Requirements -
Pick out every line below that contains the word "seed", matching its case, and copy each of those lines.

Given records -

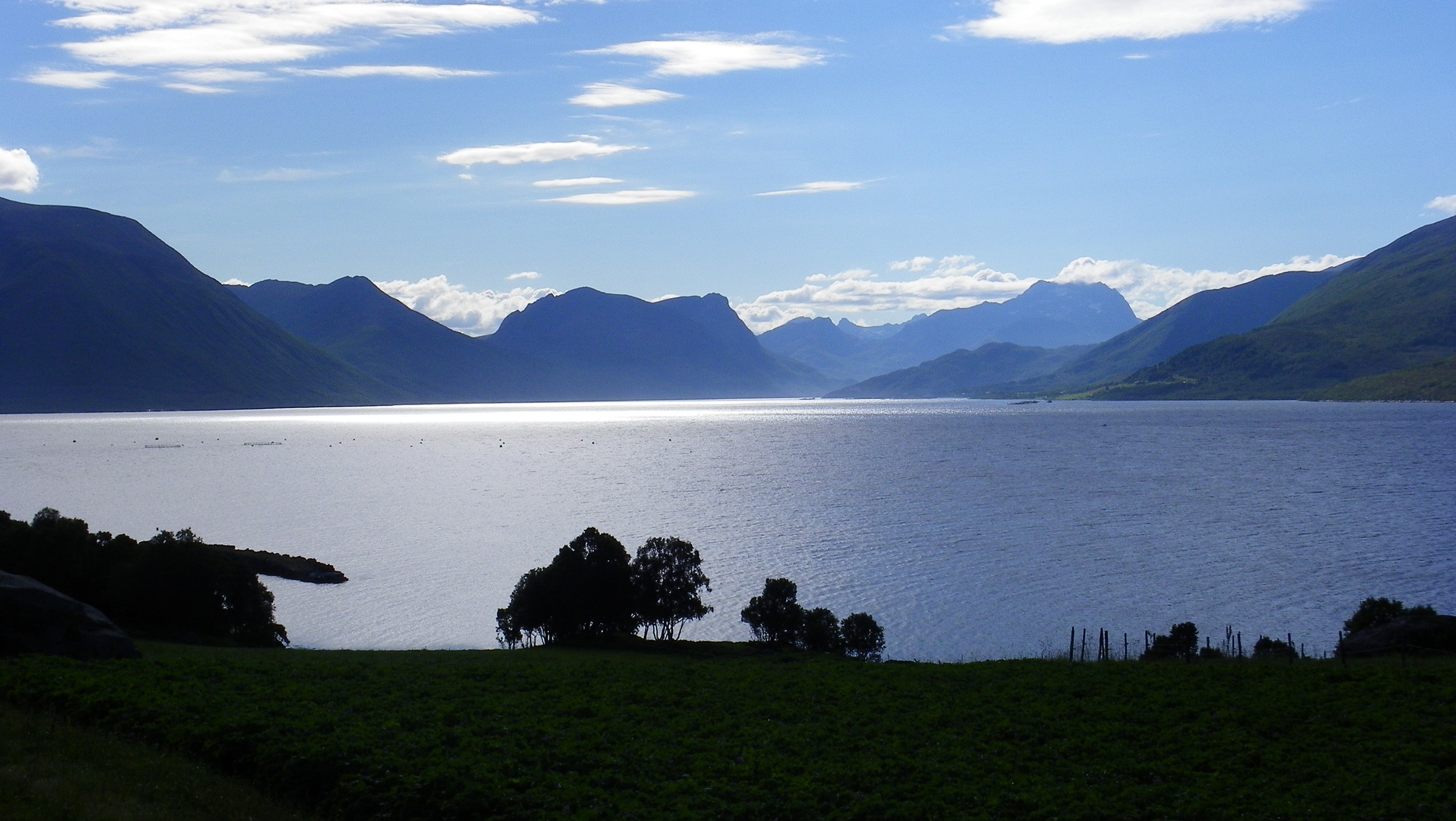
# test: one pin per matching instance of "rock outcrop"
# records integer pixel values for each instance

--

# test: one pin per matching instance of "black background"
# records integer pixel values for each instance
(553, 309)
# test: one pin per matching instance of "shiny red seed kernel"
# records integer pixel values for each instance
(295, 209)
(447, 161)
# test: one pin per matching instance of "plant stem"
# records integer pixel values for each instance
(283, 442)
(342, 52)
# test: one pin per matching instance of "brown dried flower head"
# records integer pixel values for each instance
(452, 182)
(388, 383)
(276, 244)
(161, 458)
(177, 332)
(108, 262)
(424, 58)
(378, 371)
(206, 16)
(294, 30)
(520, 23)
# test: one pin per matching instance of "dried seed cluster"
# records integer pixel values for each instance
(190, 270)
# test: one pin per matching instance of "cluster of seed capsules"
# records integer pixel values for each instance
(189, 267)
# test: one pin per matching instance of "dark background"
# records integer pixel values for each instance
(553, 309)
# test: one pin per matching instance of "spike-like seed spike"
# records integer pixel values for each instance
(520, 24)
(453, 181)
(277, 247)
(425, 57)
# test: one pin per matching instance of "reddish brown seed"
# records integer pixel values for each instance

---

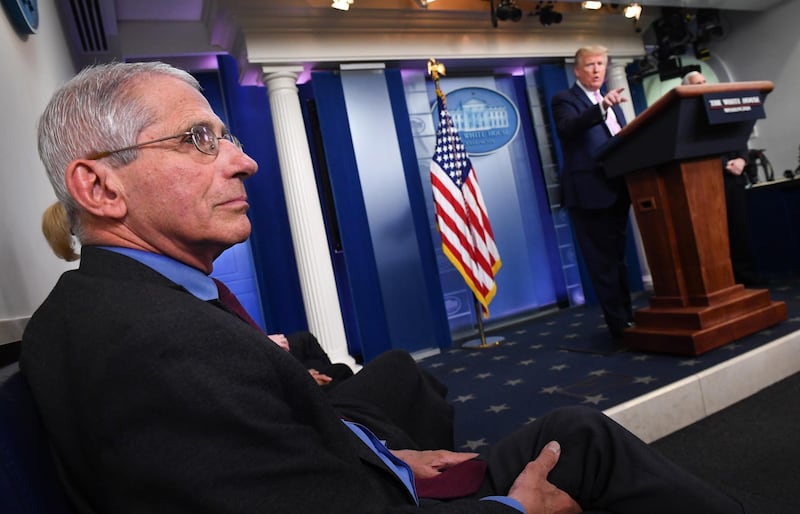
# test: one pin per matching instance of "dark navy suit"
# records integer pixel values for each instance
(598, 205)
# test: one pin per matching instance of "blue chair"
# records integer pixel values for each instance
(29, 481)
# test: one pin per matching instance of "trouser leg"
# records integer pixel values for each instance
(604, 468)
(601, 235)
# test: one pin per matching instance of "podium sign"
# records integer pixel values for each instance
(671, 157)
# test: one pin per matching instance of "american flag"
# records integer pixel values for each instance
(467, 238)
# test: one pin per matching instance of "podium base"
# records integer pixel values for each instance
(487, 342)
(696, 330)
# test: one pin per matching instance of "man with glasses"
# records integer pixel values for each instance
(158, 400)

Solution for this problem -
# test: one pin per matching instance of "shiny red seed kernel"
# test: one pin per matching instance of "dried seed cluster"
# test: one pin per matching instance of "cluster of seed capsules"
# test: one pin per matching instance of "spike-like seed spike"
# test: one pin per matching instance of "reddish brown seed"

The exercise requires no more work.